» **Problem description**: Take the line that contains "Target: bowl pedestal base" and all lines after it, up to and including the last line of the data, and write them out exactly; nothing else belongs in the answer.

╭──

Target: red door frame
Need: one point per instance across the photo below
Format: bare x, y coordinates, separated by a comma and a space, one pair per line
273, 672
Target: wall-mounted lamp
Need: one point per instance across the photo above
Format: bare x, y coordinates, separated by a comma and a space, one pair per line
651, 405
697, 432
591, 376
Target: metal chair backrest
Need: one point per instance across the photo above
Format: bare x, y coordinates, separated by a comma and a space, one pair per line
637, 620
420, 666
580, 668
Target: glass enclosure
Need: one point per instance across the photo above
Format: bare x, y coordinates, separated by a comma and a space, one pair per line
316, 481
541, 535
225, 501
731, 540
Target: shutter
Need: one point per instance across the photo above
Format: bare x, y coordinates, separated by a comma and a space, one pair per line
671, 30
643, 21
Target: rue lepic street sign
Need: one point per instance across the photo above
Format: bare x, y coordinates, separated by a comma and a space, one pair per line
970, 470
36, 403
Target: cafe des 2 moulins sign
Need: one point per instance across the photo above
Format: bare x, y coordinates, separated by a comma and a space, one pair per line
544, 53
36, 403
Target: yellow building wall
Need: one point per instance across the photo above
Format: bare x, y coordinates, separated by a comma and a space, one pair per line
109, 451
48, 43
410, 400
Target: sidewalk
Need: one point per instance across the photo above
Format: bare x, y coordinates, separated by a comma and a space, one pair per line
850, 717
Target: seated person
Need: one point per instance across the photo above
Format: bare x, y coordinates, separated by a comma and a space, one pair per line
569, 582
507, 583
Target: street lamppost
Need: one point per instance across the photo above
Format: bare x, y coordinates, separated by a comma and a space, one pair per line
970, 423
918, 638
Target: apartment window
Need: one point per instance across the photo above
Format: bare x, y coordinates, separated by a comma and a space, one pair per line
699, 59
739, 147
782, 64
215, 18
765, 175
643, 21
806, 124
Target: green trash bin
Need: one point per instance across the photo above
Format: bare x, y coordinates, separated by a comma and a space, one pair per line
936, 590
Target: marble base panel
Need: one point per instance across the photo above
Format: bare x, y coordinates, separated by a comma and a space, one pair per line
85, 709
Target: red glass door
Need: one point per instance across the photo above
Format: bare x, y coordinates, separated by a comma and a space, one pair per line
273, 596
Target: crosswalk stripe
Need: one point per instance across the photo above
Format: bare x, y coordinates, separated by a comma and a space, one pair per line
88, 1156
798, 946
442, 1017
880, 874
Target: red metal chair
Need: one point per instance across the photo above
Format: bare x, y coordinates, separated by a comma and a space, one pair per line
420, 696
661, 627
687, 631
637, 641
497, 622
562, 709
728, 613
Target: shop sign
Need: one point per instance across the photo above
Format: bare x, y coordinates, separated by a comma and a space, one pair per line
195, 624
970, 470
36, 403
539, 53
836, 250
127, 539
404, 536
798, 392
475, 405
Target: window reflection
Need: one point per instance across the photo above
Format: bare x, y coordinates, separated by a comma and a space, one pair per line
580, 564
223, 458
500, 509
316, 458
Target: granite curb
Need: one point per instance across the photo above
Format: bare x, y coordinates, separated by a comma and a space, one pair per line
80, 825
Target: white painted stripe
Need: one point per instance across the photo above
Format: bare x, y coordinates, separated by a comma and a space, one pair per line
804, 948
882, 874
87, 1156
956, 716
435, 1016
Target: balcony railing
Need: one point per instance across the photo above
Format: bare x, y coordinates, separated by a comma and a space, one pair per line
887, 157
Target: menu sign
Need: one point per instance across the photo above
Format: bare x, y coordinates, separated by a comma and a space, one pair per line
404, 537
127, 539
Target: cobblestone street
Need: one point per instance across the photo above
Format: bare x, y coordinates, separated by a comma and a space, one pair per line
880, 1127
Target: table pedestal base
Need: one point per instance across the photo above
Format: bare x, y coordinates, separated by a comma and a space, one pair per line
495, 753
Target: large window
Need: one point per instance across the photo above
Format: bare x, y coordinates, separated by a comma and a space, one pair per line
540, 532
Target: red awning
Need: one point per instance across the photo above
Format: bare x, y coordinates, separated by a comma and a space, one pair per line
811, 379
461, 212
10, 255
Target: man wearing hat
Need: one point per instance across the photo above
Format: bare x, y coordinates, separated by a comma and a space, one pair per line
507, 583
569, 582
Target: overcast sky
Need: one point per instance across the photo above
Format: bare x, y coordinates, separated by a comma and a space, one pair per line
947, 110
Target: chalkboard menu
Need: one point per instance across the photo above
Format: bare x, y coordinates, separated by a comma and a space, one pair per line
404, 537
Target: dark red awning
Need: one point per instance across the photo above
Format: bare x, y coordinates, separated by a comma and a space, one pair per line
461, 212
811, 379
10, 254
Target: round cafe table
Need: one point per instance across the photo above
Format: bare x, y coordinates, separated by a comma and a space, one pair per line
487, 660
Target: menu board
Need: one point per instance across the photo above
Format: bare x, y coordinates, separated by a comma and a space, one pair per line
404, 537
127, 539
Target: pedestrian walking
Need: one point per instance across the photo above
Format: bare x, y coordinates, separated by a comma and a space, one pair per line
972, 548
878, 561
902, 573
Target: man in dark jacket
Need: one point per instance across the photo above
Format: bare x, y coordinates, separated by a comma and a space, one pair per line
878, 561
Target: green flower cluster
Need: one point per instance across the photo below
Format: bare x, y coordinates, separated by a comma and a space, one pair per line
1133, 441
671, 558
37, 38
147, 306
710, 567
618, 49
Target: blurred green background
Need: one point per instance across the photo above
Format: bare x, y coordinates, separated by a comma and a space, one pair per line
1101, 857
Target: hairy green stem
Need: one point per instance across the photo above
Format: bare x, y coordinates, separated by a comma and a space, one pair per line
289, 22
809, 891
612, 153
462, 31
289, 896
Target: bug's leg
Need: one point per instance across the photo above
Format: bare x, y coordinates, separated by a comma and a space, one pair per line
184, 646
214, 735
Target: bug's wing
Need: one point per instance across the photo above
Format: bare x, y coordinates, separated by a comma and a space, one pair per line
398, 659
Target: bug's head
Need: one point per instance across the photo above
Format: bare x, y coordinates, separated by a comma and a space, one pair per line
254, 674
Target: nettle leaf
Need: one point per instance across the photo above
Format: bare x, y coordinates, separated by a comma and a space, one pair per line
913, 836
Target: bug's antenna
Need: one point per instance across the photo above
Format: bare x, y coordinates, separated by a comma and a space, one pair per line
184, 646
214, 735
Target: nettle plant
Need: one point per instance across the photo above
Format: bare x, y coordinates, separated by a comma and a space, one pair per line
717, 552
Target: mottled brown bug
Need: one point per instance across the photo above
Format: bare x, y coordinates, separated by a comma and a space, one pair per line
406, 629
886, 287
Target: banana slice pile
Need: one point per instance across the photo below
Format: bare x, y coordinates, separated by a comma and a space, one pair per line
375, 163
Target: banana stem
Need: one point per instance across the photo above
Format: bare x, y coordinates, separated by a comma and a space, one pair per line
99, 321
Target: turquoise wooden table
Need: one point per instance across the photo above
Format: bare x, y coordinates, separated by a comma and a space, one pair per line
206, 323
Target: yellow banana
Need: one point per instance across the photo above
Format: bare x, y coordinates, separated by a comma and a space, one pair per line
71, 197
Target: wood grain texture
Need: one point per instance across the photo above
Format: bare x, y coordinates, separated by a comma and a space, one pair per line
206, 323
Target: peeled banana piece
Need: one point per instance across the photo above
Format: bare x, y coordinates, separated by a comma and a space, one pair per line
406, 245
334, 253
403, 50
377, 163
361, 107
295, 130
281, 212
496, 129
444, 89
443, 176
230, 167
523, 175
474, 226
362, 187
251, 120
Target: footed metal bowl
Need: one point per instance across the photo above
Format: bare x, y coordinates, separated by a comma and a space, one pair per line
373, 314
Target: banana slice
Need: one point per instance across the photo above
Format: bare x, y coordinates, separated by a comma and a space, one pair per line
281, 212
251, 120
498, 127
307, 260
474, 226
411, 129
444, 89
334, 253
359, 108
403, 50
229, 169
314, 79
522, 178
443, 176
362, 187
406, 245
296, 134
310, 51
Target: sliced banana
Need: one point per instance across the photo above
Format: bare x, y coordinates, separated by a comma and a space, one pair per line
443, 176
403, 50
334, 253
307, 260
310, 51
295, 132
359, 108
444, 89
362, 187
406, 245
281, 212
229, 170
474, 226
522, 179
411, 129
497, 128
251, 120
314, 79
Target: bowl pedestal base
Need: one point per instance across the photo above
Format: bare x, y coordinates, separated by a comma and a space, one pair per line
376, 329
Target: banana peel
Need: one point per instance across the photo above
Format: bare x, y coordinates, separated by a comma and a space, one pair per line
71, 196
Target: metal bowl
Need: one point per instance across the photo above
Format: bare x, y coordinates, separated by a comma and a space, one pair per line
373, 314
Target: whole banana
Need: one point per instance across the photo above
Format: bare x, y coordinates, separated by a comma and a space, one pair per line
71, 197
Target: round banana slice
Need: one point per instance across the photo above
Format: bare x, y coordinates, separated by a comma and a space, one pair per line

╰──

» **Expected answer**:
Target: bowl pedestal base
Need: one point per instance across the photo above
Format: bare x, y coordinates, separated by a comma and a space, one pair per line
376, 329
Target: banana peel
Need: one point per instance across the photo above
Format: bare x, y coordinates, separated by a comma and a space, one pair per line
71, 196
Target: metal bowl
Need: one point per instance across the photo above
Format: bare x, y coordinates, separated by a comma and a space, one pair per line
373, 314
Target: whole banana
Need: one point per instance across the photo above
Format: bare x, y coordinates, separated by a comma and a space, one pair per line
71, 197
Target: round banana slice
Need: one point per instance across the photo above
Format: bare x, y coordinates, separated by a comma and a space, one pair per line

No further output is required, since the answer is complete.